[Image point annotation entries]
....
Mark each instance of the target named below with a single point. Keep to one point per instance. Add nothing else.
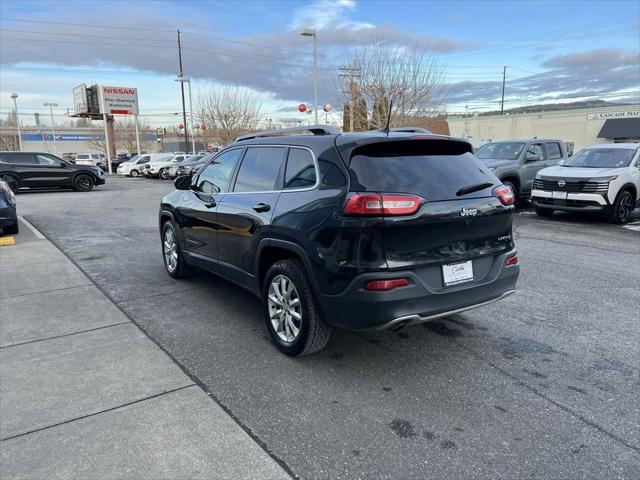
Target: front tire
(543, 212)
(622, 207)
(174, 262)
(291, 313)
(83, 183)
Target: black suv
(43, 170)
(370, 230)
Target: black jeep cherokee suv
(368, 230)
(43, 170)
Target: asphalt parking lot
(541, 385)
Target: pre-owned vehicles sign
(118, 100)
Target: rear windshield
(433, 177)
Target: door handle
(262, 207)
(211, 203)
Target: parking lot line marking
(31, 227)
(7, 241)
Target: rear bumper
(358, 309)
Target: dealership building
(578, 128)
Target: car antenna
(386, 128)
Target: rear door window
(433, 177)
(537, 150)
(18, 158)
(260, 169)
(553, 150)
(300, 171)
(215, 177)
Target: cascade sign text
(118, 100)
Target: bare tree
(410, 76)
(229, 111)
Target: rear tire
(622, 207)
(282, 309)
(83, 183)
(174, 262)
(543, 212)
(13, 229)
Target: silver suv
(516, 162)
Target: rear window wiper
(473, 188)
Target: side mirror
(183, 182)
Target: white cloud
(327, 15)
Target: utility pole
(53, 128)
(351, 76)
(184, 110)
(504, 78)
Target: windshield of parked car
(500, 151)
(601, 158)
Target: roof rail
(314, 129)
(410, 130)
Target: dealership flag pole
(106, 142)
(135, 117)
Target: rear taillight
(505, 194)
(386, 285)
(378, 204)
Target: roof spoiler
(314, 129)
(410, 130)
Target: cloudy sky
(553, 49)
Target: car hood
(560, 171)
(496, 162)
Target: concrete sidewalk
(86, 394)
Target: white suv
(135, 166)
(601, 178)
(95, 159)
(157, 165)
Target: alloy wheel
(170, 249)
(285, 308)
(83, 183)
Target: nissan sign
(118, 100)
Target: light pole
(182, 79)
(53, 128)
(15, 104)
(311, 32)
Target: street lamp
(311, 32)
(53, 128)
(15, 104)
(182, 79)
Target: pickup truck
(516, 162)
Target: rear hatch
(461, 212)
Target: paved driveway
(541, 385)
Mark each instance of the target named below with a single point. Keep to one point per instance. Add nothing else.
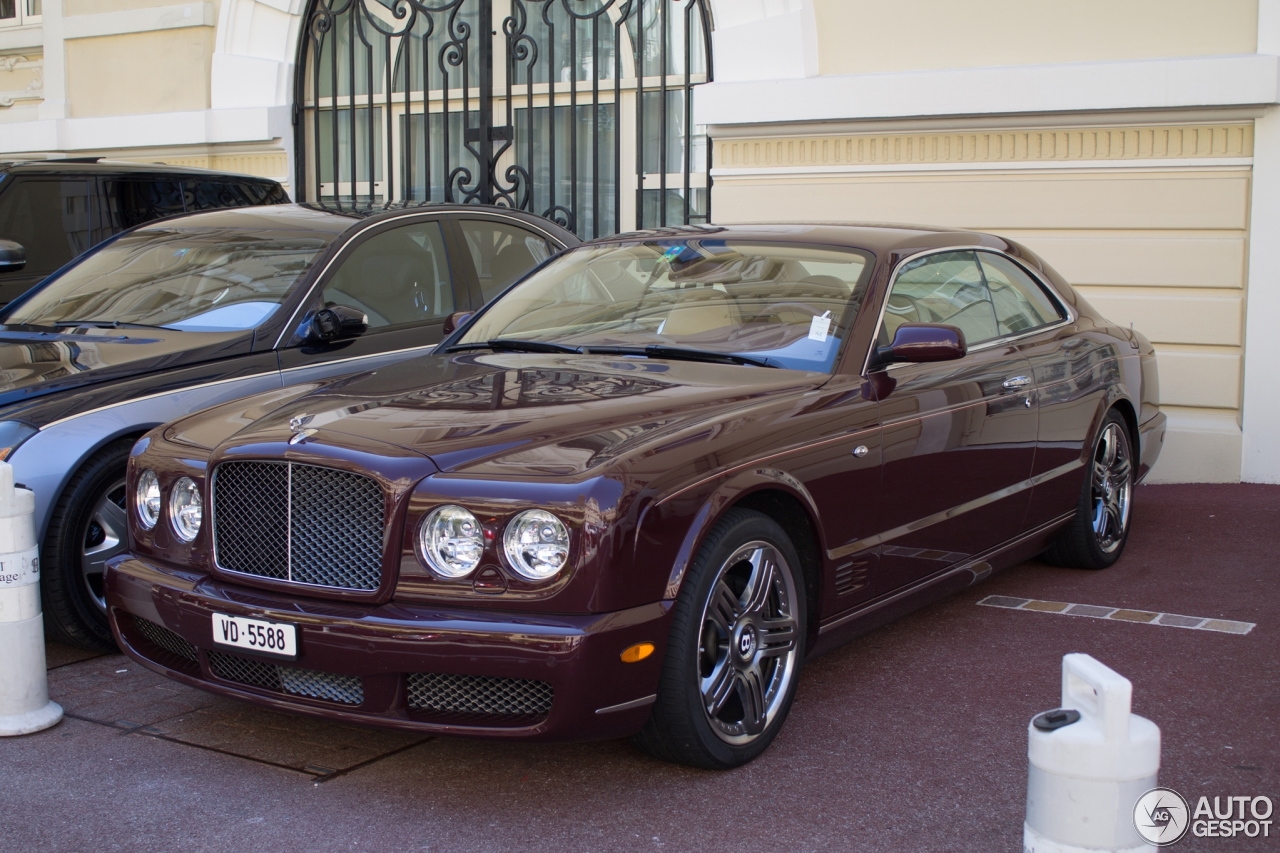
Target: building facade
(1133, 144)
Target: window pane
(199, 281)
(397, 277)
(49, 218)
(1020, 304)
(502, 252)
(942, 288)
(137, 201)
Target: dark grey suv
(56, 209)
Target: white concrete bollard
(24, 706)
(1091, 761)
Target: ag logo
(1161, 816)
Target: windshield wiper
(659, 351)
(106, 324)
(511, 345)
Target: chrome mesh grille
(346, 689)
(165, 639)
(298, 523)
(479, 694)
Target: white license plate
(256, 635)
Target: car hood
(37, 360)
(520, 414)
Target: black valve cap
(1056, 719)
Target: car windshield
(784, 305)
(213, 279)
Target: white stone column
(1261, 404)
(54, 106)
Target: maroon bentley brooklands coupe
(635, 492)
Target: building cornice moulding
(117, 23)
(195, 127)
(1068, 87)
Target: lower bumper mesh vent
(346, 689)
(165, 639)
(479, 694)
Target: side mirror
(337, 323)
(13, 256)
(455, 320)
(918, 342)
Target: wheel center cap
(745, 642)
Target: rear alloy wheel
(87, 528)
(735, 648)
(1100, 529)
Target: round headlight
(147, 498)
(536, 544)
(451, 541)
(186, 509)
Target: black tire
(1104, 512)
(72, 600)
(754, 662)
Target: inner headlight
(536, 544)
(147, 498)
(186, 509)
(451, 541)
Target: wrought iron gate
(580, 110)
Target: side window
(133, 201)
(1020, 302)
(502, 252)
(49, 218)
(396, 277)
(947, 287)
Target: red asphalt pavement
(912, 738)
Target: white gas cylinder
(24, 706)
(1089, 762)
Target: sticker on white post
(19, 569)
(818, 327)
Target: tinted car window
(502, 252)
(396, 277)
(135, 201)
(49, 218)
(787, 305)
(210, 195)
(1020, 302)
(193, 279)
(949, 288)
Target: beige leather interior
(703, 313)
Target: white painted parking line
(1119, 614)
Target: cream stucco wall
(1150, 220)
(163, 71)
(908, 35)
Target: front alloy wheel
(748, 649)
(735, 647)
(1097, 533)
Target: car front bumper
(442, 670)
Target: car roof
(873, 237)
(99, 165)
(307, 217)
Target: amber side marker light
(636, 653)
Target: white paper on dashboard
(819, 325)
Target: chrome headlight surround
(146, 498)
(186, 509)
(451, 541)
(536, 544)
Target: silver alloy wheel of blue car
(105, 537)
(748, 647)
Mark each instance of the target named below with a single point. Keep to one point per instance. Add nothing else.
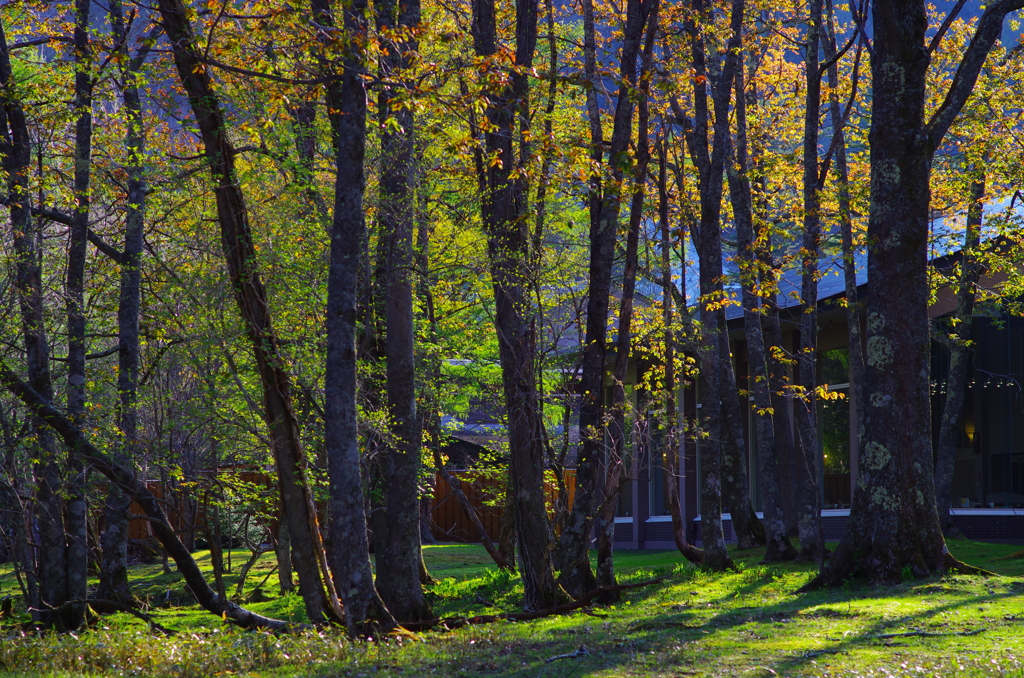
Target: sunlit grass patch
(749, 622)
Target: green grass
(749, 623)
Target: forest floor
(748, 623)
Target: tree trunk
(27, 240)
(283, 548)
(806, 466)
(576, 576)
(779, 547)
(674, 436)
(114, 566)
(237, 241)
(853, 306)
(75, 511)
(131, 485)
(503, 206)
(614, 463)
(400, 558)
(894, 526)
(960, 355)
(708, 239)
(346, 99)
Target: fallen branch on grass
(451, 623)
(125, 477)
(120, 606)
(581, 651)
(925, 634)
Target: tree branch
(125, 478)
(989, 28)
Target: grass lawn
(749, 623)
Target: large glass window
(835, 427)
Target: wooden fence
(485, 492)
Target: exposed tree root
(124, 476)
(120, 606)
(925, 634)
(458, 622)
(961, 567)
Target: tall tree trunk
(51, 571)
(130, 483)
(853, 306)
(399, 560)
(346, 100)
(605, 200)
(707, 236)
(283, 548)
(237, 241)
(503, 206)
(893, 522)
(114, 541)
(779, 547)
(812, 546)
(613, 465)
(960, 354)
(75, 511)
(674, 434)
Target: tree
(893, 521)
(237, 242)
(778, 547)
(605, 201)
(399, 559)
(503, 207)
(347, 112)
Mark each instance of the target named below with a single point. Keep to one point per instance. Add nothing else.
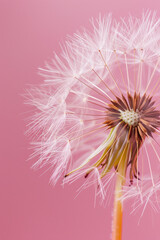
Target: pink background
(31, 209)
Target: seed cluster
(130, 117)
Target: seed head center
(130, 117)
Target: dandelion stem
(118, 210)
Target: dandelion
(98, 114)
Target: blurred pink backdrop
(31, 209)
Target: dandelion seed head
(99, 106)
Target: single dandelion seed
(98, 112)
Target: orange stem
(118, 210)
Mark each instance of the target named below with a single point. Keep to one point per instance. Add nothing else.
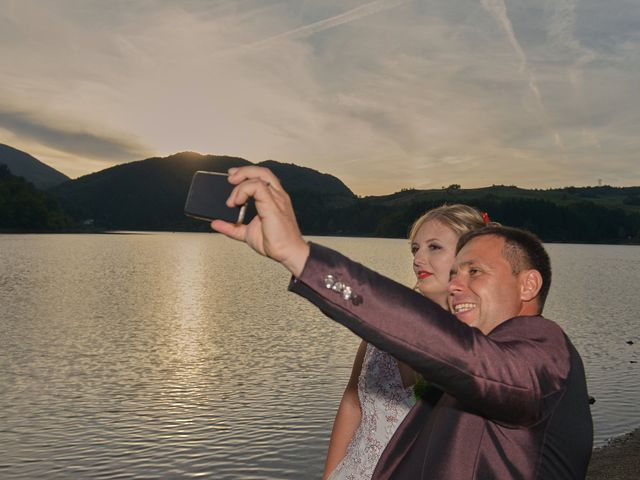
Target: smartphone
(207, 196)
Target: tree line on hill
(23, 208)
(580, 222)
(150, 195)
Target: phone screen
(207, 196)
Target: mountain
(30, 168)
(23, 208)
(150, 194)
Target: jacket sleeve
(514, 375)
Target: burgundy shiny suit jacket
(515, 402)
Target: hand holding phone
(207, 196)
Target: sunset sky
(383, 94)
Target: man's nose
(455, 284)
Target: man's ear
(530, 284)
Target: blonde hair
(459, 218)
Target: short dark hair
(522, 249)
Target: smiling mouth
(463, 307)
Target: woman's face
(434, 250)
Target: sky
(384, 94)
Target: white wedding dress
(384, 402)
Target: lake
(182, 355)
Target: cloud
(78, 142)
(383, 94)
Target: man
(515, 402)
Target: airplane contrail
(499, 10)
(354, 14)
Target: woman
(380, 391)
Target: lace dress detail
(384, 402)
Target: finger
(240, 174)
(231, 230)
(252, 188)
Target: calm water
(183, 355)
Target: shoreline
(619, 459)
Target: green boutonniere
(421, 388)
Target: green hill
(150, 194)
(30, 168)
(23, 208)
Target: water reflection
(181, 355)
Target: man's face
(483, 291)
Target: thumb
....
◆ **Prompt**
Please put the lines, starting with the line with "Target: orange stem" and going on through the end of the rows, into a Markdown table with the columns Num and Text, giving each line its number. Leave out blank lines and the pictures.

◆ **Answer to the task**
| Num | Text |
|---|---|
| 1 | Target: orange stem |
| 2 | (118, 210) |
| 3 | Mark each instance of the target named below with a single point. Keep to one point per instance. Add nothing else. |
| 4 | Target: smartphone |
| 5 | (207, 196) |
| 6 | Target: tree line on hill |
| 7 | (23, 208) |
| 8 | (580, 222) |
| 9 | (150, 195) |
| 10 | Target: phone screen |
| 11 | (207, 196) |
| 12 | Target: mountain |
| 13 | (30, 168) |
| 14 | (23, 208) |
| 15 | (150, 194) |
| 16 | Target: jacket sleeve |
| 17 | (514, 375) |
| 18 | Target: burgundy shiny suit jacket |
| 19 | (515, 402) |
| 20 | Target: hand holding phone |
| 21 | (207, 196) |
| 22 | Target: sunset sky |
| 23 | (383, 94) |
| 24 | Target: man's nose |
| 25 | (455, 284) |
| 26 | Target: man's ear |
| 27 | (530, 284) |
| 28 | Target: blonde hair |
| 29 | (459, 218) |
| 30 | Target: short dark hair |
| 31 | (522, 249) |
| 32 | Target: smiling mouth |
| 33 | (463, 307) |
| 34 | Target: woman's face |
| 35 | (434, 250) |
| 36 | Target: sky |
| 37 | (384, 94) |
| 38 | Target: white wedding dress |
| 39 | (384, 402) |
| 40 | Target: lake |
| 41 | (182, 355) |
| 42 | Target: cloud |
| 43 | (78, 142) |
| 44 | (383, 94) |
| 45 | Target: man |
| 46 | (515, 402) |
| 47 | Target: airplane contrail |
| 48 | (499, 10) |
| 49 | (354, 14) |
| 50 | Target: woman |
| 51 | (380, 391) |
| 52 | Target: lace dress detail |
| 53 | (384, 402) |
| 54 | Target: finger |
| 55 | (240, 174) |
| 56 | (231, 230) |
| 57 | (252, 188) |
| 58 | Target: calm water |
| 59 | (183, 355) |
| 60 | Target: shoreline |
| 61 | (619, 459) |
| 62 | Target: green boutonniere |
| 63 | (421, 388) |
| 64 | Target: green hill |
| 65 | (150, 194) |
| 66 | (30, 168) |
| 67 | (23, 208) |
| 68 | Target: water reflection |
| 69 | (181, 355) |
| 70 | Target: man's face |
| 71 | (483, 291) |
| 72 | Target: thumb |